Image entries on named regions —
►

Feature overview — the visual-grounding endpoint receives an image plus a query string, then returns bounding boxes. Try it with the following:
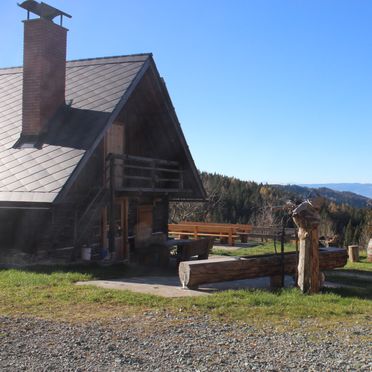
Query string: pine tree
[344,219,354,247]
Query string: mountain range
[300,183,372,198]
[273,183,372,208]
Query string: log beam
[178,248,347,289]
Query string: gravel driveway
[0,313,372,372]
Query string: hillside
[272,185,372,208]
[301,183,372,198]
[169,172,372,246]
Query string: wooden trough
[178,248,347,289]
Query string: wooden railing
[106,154,190,193]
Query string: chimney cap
[18,0,72,25]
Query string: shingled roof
[0,54,152,203]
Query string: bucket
[81,247,92,261]
[367,238,372,262]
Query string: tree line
[169,172,372,246]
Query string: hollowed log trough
[178,247,348,289]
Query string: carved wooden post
[292,200,320,294]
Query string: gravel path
[0,313,372,372]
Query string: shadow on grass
[3,262,177,280]
[322,287,372,300]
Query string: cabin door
[103,198,129,261]
[136,204,153,243]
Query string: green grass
[212,242,296,256]
[0,266,372,325]
[344,253,372,272]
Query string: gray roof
[0,54,151,203]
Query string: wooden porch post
[108,157,116,253]
[292,200,320,294]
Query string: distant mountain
[300,183,372,198]
[272,185,372,208]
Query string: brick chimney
[16,0,71,143]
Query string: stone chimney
[16,0,70,143]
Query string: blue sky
[0,0,372,183]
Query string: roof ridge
[67,53,152,62]
[0,53,152,74]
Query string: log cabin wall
[0,209,51,262]
[153,197,169,235]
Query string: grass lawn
[0,256,372,327]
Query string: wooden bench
[168,222,251,245]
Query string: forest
[169,172,372,247]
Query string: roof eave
[53,55,152,204]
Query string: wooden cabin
[0,1,205,262]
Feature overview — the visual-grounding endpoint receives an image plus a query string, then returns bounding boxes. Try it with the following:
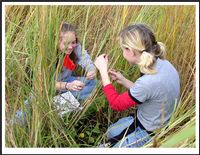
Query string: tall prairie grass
[5,5,196,147]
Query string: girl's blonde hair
[119,24,166,74]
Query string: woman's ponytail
[138,51,156,74]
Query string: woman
[95,24,180,147]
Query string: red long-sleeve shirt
[103,84,137,111]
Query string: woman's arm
[95,54,137,111]
[109,69,134,89]
[56,82,67,90]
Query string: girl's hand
[66,80,85,91]
[108,69,126,85]
[86,71,96,80]
[94,54,108,72]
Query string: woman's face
[59,31,77,54]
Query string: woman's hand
[108,69,126,85]
[66,80,85,91]
[94,54,108,72]
[86,71,96,80]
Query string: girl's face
[59,31,77,55]
[123,48,139,64]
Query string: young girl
[56,23,96,100]
[95,24,180,147]
[14,23,96,125]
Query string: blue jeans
[99,116,151,148]
[64,76,96,101]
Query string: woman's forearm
[122,78,134,89]
[100,70,111,86]
[56,82,66,90]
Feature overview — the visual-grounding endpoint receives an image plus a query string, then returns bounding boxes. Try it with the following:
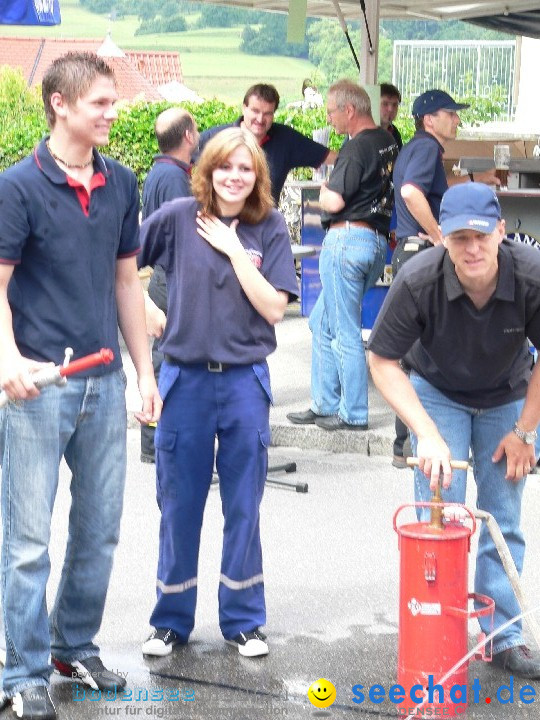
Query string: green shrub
[0,66,501,185]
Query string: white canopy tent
[194,0,540,85]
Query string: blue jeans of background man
[2,370,127,696]
[309,227,386,425]
[150,358,271,642]
[411,373,525,653]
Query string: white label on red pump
[407,598,441,615]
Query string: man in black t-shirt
[141,107,199,463]
[287,80,397,430]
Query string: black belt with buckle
[397,235,433,250]
[164,354,235,372]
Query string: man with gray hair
[141,107,199,463]
[287,80,397,430]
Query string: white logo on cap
[468,220,489,227]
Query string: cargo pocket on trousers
[158,360,180,402]
[154,424,178,500]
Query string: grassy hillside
[0,0,314,104]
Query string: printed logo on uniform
[468,219,489,227]
[246,248,262,270]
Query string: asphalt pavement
[0,306,540,720]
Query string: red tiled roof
[0,37,171,100]
[126,50,184,86]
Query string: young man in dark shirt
[0,53,162,720]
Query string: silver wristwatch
[513,423,538,445]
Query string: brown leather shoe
[287,409,323,425]
[491,645,540,680]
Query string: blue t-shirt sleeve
[0,175,30,265]
[261,210,298,301]
[288,128,328,167]
[402,142,440,195]
[117,171,139,258]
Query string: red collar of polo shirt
[154,155,193,177]
[235,115,274,147]
[66,172,107,217]
[34,136,109,216]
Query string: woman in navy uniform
[140,128,297,657]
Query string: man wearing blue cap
[392,89,498,467]
[369,183,540,679]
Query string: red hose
[58,348,114,377]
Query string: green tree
[240,13,311,58]
[197,5,268,28]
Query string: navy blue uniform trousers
[150,361,271,641]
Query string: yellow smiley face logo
[308,678,336,707]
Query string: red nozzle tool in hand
[0,348,114,408]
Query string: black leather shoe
[11,685,56,720]
[491,645,540,680]
[315,415,367,430]
[287,410,324,425]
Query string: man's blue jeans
[309,227,386,425]
[2,370,127,696]
[411,373,525,653]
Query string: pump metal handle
[393,502,476,535]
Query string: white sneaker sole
[142,638,174,657]
[225,640,269,657]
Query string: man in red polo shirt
[0,53,161,720]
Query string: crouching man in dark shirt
[369,183,540,679]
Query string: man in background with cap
[393,89,497,268]
[141,107,199,463]
[392,89,498,468]
[369,183,540,679]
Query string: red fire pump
[394,463,495,716]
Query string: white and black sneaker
[51,655,126,692]
[11,685,56,720]
[142,628,182,657]
[227,628,268,657]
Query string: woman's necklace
[45,140,94,170]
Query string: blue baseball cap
[439,183,501,237]
[412,90,469,117]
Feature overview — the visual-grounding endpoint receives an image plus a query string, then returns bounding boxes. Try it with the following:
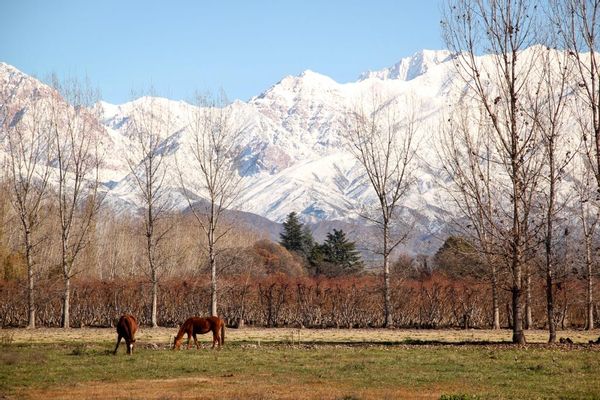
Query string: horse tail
[221,320,225,346]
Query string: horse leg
[113,335,122,354]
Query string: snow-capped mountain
[0,50,474,252]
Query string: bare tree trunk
[525,268,533,329]
[208,238,218,316]
[25,231,35,329]
[584,227,594,331]
[61,276,71,329]
[492,265,500,330]
[511,249,525,344]
[151,271,158,328]
[383,222,392,328]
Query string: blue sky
[0,0,443,103]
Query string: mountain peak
[359,50,451,81]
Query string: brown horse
[113,314,138,354]
[173,317,225,350]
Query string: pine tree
[321,229,363,276]
[279,211,306,253]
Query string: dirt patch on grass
[14,375,448,400]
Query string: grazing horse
[173,317,225,350]
[113,314,137,354]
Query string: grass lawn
[0,329,600,400]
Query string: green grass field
[0,329,600,400]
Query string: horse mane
[175,319,190,342]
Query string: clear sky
[0,0,443,103]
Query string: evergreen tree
[321,229,363,276]
[279,211,312,254]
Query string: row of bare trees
[441,0,600,343]
[0,78,240,328]
[0,273,586,329]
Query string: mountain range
[0,50,492,253]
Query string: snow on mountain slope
[359,50,450,81]
[0,50,506,252]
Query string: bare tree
[438,105,503,329]
[442,0,539,343]
[529,46,576,343]
[345,93,416,327]
[127,97,172,327]
[177,95,241,315]
[50,78,101,328]
[0,86,52,328]
[573,160,600,330]
[552,0,600,190]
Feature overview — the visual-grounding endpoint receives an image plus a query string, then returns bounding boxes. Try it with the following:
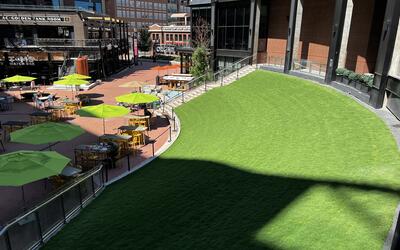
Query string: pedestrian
[31,80,35,90]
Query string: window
[217,4,250,50]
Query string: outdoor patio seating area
[0,62,170,228]
[45,71,400,250]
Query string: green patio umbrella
[2,75,36,83]
[0,151,71,210]
[61,73,91,80]
[76,104,130,134]
[53,77,89,98]
[115,93,160,104]
[10,122,85,145]
[0,151,71,187]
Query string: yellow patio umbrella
[2,75,36,83]
[61,73,92,80]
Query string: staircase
[154,65,257,119]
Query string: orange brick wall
[297,0,335,64]
[345,0,386,73]
[266,0,290,58]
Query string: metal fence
[0,166,105,250]
[292,59,326,76]
[163,54,257,105]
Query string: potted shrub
[336,68,346,82]
[343,69,352,85]
[348,72,360,88]
[360,74,374,93]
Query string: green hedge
[336,68,374,87]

◄

What you are asked to do — Would you set down the listing exactly, omitting pictures?

Expected answer —
Feature overview — the visual-grounding endpoint receives an image plus a query string, then returns bounding boxes. Try it with the following:
Query string: pine tree
[344,219,354,247]
Query string: mountain range
[300,183,372,198]
[273,183,372,208]
Query string: log beam
[178,248,347,289]
Query string: gravel driveway
[0,313,372,372]
Query string: hillside
[272,185,372,208]
[301,183,372,198]
[169,172,372,246]
Query string: wooden trough
[178,248,347,289]
Query string: wooden railing
[106,154,190,193]
Query string: chimney cap
[18,0,72,25]
Query string: shingled roof
[0,54,152,203]
Query string: bucket
[81,247,92,261]
[367,238,372,262]
Query string: tree line
[169,172,372,246]
Query string: hollowed log trough
[178,247,348,289]
Query string: carved wooden post
[292,200,320,294]
Query string: gravel path
[0,313,372,372]
Query string: shadow on grass
[3,262,177,280]
[322,287,372,300]
Query string: cabin door
[103,198,129,261]
[136,204,153,243]
Query string: green grass
[212,242,296,256]
[0,266,372,325]
[344,253,372,272]
Query string: gray roof
[0,54,151,203]
Query string: wooden porch post
[108,157,116,253]
[292,200,320,294]
Query string: distant mountain
[300,183,372,198]
[272,185,372,208]
Query string: brick chimney
[16,0,71,143]
Query string: stone chimney
[16,0,70,143]
Query string: blue sky
[0,0,372,183]
Query string: roof ridge
[67,53,152,62]
[0,53,152,74]
Query string: log cabin wall
[0,209,51,262]
[153,197,169,235]
Query string: grass lawn
[0,256,372,327]
Query string: wooden bench
[168,222,251,245]
Query string: forest
[169,172,372,247]
Query string: roof eave
[53,55,152,204]
Query string: wooden cabin
[0,1,205,262]
Feature overview — the visual-grounding endpoint receives an image plus a query string, then returns bounding boxes. Try it with the following:
Query string: tall prairie grass
[5,5,196,147]
Query string: girl's blonde hair
[119,24,166,74]
Query string: woman's ponytail
[138,51,156,74]
Query string: woman
[95,24,180,147]
Query string: red long-sleeve shirt
[103,84,137,111]
Query string: woman's arm
[95,54,137,111]
[109,69,134,89]
[56,82,67,90]
Query string: girl's hand
[66,80,85,91]
[108,69,126,85]
[86,71,96,80]
[94,54,108,72]
Query string: woman's face
[59,31,77,54]
Query string: woman's hand
[108,69,126,85]
[66,80,85,91]
[94,54,108,72]
[86,71,96,80]
Query string: girl's face
[59,31,77,55]
[123,48,139,64]
Query string: young girl
[56,23,96,100]
[95,24,180,147]
[14,23,96,125]
Query string: blue jeans
[99,116,151,148]
[64,76,96,101]
Query string: woman's forearm
[122,78,134,89]
[100,70,111,86]
[56,82,66,90]
Feature overview — the visual-grounding endpoint receives an image plus a query string, then returns bounding boxes. Try it with the following:
Query string: green shrub
[0,66,501,185]
Query string: white canopy tent
[194,0,540,85]
Query string: blue jeans of background man
[2,370,127,696]
[309,227,386,425]
[150,358,271,642]
[411,373,525,653]
Query string: white label on red pump
[407,598,441,615]
Query string: man in black t-shirt
[141,107,199,463]
[287,80,397,430]
Query string: black belt with buckle
[397,235,433,250]
[164,354,235,372]
Query string: man with gray hair
[141,107,199,463]
[287,80,397,430]
Query string: white logo on cap
[468,220,489,227]
Query string: cargo pocket on trousers
[158,360,180,402]
[154,424,178,500]
Query string: grassy hillside
[0,0,314,104]
Query string: printed logo on uniform
[468,219,489,227]
[246,248,262,270]
Query string: asphalt pavement
[0,306,540,720]
Query string: red tiled roof
[0,37,171,100]
[126,50,184,86]
Query string: young man in dark shirt
[0,53,162,720]
Query string: silver wristwatch
[513,423,538,445]
Query string: brown leather shoe
[287,409,323,425]
[491,645,540,680]
Query string: blue t-shirt sleeve
[0,175,30,265]
[261,210,298,301]
[288,128,328,167]
[402,142,440,195]
[117,171,139,258]
Query string: red collar of polo shirt
[154,155,193,177]
[235,115,274,147]
[66,172,107,217]
[34,136,109,216]
Query string: woman in navy uniform
[140,128,297,657]
Query string: man wearing blue cap
[392,89,498,467]
[369,183,540,679]
Query string: red hose
[58,348,114,377]
Query string: green tree
[240,13,311,58]
[197,5,268,28]
Query string: navy blue uniform trousers
[150,361,271,641]
Query string: yellow smiley face logo
[308,678,336,707]
Query string: red nozzle tool in hand
[0,348,114,408]
Query string: black leather shoe
[11,685,56,720]
[491,645,540,680]
[315,415,367,430]
[287,410,324,425]
Query string: man's blue jeans
[309,227,386,425]
[2,370,127,696]
[411,373,525,653]
Query string: pump metal handle
[393,502,476,535]
Query string: white sneaker sole
[142,638,174,657]
[225,640,269,657]
Query string: man in red polo shirt
[0,53,161,720]
Query string: crouching man in dark shirt
[369,183,540,679]
Query string: man in background with cap
[393,89,497,268]
[141,107,199,463]
[392,89,498,468]
[369,183,540,679]
Query string: red fire pump
[394,463,495,716]
Query string: white and black sneaker
[51,655,126,692]
[11,685,56,720]
[142,628,182,657]
[227,628,268,657]
Query string: woman's necklace
[45,140,94,170]
Query string: blue baseball cap
[439,183,501,237]
[412,90,469,117]
Feature overview — the visual-grounding endpoint receives an image plus a query string, then returns bounding boxes. Try it with the following:
Query string: horse tail
[221,320,225,346]
Query string: horse leg
[113,335,122,354]
Query string: snow-capped mountain
[0,50,474,252]
Query string: bare tree trunk
[525,268,533,329]
[208,238,218,316]
[25,231,35,329]
[584,227,594,331]
[61,276,71,329]
[492,265,500,330]
[511,249,525,344]
[151,271,158,328]
[383,222,392,328]
Query string: blue sky
[0,0,443,103]
Query string: mountain peak
[359,50,451,81]
Query string: brown horse
[113,314,138,354]
[173,317,225,350]
Query string: pine tree
[321,229,363,276]
[279,211,306,253]
Query string: dirt patch on grass
[14,375,448,400]
Query string: grazing horse
[173,317,225,350]
[113,314,137,354]
Query string: grass lawn
[0,329,600,400]
Query string: green grass field
[0,329,600,400]
Query string: horse mane
[175,319,190,342]
Query string: clear sky
[0,0,443,103]
Query string: evergreen tree
[321,229,363,276]
[279,211,312,254]
Query string: row of bare trees
[441,0,600,343]
[0,78,240,328]
[0,273,586,329]
Query string: mountain range
[0,50,492,253]
Query string: snow on mountain slope
[359,50,450,81]
[0,50,506,252]
Query string: bare tree
[438,105,503,329]
[442,0,539,343]
[529,46,576,343]
[345,93,416,327]
[127,97,172,327]
[177,95,241,315]
[50,78,101,328]
[0,86,52,328]
[573,160,600,330]
[552,0,600,190]
Feature overview — the visual-grounding endpoint receives an image plus a query string, then returns bounding boxes. Try it with the following:
Query string: pedestrian
[31,80,35,90]
Query string: window
[217,4,250,50]
Query string: outdoor patio seating area
[0,62,170,228]
[45,71,400,250]
Query string: green patio umbrella
[2,75,36,83]
[0,151,71,210]
[61,73,91,80]
[76,104,130,134]
[53,77,89,98]
[115,93,160,104]
[10,122,85,145]
[0,151,71,187]
Query string: yellow patio umbrella
[2,75,36,83]
[61,73,92,80]
Query string: staircase
[154,65,257,119]
Query string: orange brick wall
[297,0,335,64]
[345,0,386,73]
[266,0,290,58]
Query string: metal fence
[0,166,105,250]
[292,59,326,76]
[163,54,257,105]
Query string: potted shrub
[336,68,346,82]
[343,69,352,85]
[348,72,360,88]
[360,74,374,93]
Query string: green hedge
[336,68,374,87]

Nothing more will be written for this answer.